Entries listed in a dataset
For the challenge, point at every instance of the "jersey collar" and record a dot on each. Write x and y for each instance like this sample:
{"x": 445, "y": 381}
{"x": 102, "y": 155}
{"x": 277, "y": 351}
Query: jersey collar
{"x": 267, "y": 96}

Given problem:
Write out each of the entries above again, unchanged and in full.

Task solution:
For the challenge, point at every instance of the "jersey collar" and record a dot on each. Write x and y for each instance like this sample:
{"x": 445, "y": 381}
{"x": 102, "y": 155}
{"x": 277, "y": 351}
Query: jersey collar
{"x": 267, "y": 96}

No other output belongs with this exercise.